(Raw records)
· · · ·

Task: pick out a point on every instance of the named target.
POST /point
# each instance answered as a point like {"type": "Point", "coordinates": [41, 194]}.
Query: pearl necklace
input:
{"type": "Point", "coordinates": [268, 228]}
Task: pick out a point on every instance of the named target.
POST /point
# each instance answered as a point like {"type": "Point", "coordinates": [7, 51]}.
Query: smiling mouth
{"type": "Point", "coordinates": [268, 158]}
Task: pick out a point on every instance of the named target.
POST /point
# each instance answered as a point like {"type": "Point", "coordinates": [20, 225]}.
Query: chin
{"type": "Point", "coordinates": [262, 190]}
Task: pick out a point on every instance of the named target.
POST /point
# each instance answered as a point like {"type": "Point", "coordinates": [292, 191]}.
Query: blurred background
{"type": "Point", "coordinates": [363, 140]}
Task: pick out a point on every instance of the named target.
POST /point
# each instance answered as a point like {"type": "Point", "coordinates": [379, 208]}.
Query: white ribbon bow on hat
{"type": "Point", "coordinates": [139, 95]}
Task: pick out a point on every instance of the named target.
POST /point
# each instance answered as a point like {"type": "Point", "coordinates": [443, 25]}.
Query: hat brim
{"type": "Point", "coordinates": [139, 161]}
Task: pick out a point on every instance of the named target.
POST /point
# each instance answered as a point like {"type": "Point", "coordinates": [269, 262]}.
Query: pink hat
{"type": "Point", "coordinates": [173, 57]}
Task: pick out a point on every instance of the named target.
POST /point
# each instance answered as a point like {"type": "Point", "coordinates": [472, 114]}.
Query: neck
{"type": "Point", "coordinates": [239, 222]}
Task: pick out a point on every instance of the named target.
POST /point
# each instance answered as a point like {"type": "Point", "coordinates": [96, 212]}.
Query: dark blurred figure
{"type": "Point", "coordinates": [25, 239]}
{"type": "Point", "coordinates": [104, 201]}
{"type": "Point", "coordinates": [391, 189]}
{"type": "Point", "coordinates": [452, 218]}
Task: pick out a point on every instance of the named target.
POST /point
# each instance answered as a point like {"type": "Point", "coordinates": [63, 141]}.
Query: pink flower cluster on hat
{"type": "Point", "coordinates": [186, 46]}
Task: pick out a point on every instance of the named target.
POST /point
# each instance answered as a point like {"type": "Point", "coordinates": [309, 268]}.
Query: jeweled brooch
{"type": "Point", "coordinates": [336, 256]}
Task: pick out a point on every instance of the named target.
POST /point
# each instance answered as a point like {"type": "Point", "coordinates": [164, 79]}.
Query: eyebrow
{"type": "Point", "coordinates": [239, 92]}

· · · ·

◆ What you are asked to do ◆
Restate the data above exactly, keeping each word as it stands.

◆ Result of the task ◆
Task: pick out a point on every instance of the named target.
POST /point
# each instance answered as a point like {"type": "Point", "coordinates": [41, 194]}.
Query: pearl necklace
input:
{"type": "Point", "coordinates": [268, 228]}
Task: pick out a point on every instance of the named target.
POST /point
# each instance answered as a point like {"type": "Point", "coordinates": [7, 51]}.
Query: smiling mouth
{"type": "Point", "coordinates": [268, 158]}
Task: pick out a point on every instance of the named target.
POST /point
# each instance answered as a point like {"type": "Point", "coordinates": [20, 225]}.
Query: chin
{"type": "Point", "coordinates": [262, 190]}
Task: pick out a point on every instance of the named target.
POST /point
# each instance answered as a point like {"type": "Point", "coordinates": [292, 191]}.
Query: blurred background
{"type": "Point", "coordinates": [363, 140]}
Task: pick out a point on every instance of the named target.
POST /point
# each instance answered as a point like {"type": "Point", "coordinates": [379, 208]}.
Query: white ribbon bow on hat
{"type": "Point", "coordinates": [139, 95]}
Task: pick out a point on every instance of the named target.
POST /point
# each instance answered as a point like {"type": "Point", "coordinates": [443, 25]}.
Query: hat brim
{"type": "Point", "coordinates": [139, 161]}
Task: pick out a point on every instance of the named target.
POST /point
# each instance answered as a point like {"type": "Point", "coordinates": [269, 262]}.
Query: pink hat
{"type": "Point", "coordinates": [173, 57]}
Task: pick out a point on every instance of the named target.
POST /point
# each instance answered as a point like {"type": "Point", "coordinates": [472, 114]}.
Query: neck
{"type": "Point", "coordinates": [239, 222]}
Task: pick out a point on every instance of the named target.
POST /point
# each instance answered as a point like {"type": "Point", "coordinates": [96, 212]}.
Query: dark blurred figure
{"type": "Point", "coordinates": [25, 239]}
{"type": "Point", "coordinates": [104, 201]}
{"type": "Point", "coordinates": [391, 189]}
{"type": "Point", "coordinates": [452, 218]}
Task: pick out a point on every instance of the named target.
POST /point
# each instance answered as a point like {"type": "Point", "coordinates": [63, 141]}.
Query: pink flower cluster on hat
{"type": "Point", "coordinates": [186, 46]}
Task: pick out a point on every instance of the named target.
POST /point
# each instance answered as a point like {"type": "Point", "coordinates": [309, 268]}.
Query: jeweled brooch
{"type": "Point", "coordinates": [336, 256]}
Task: pick out a point on every instance of the named target.
POST /point
# each instance answered as a point like {"type": "Point", "coordinates": [164, 79]}.
Query: eyebrow
{"type": "Point", "coordinates": [239, 92]}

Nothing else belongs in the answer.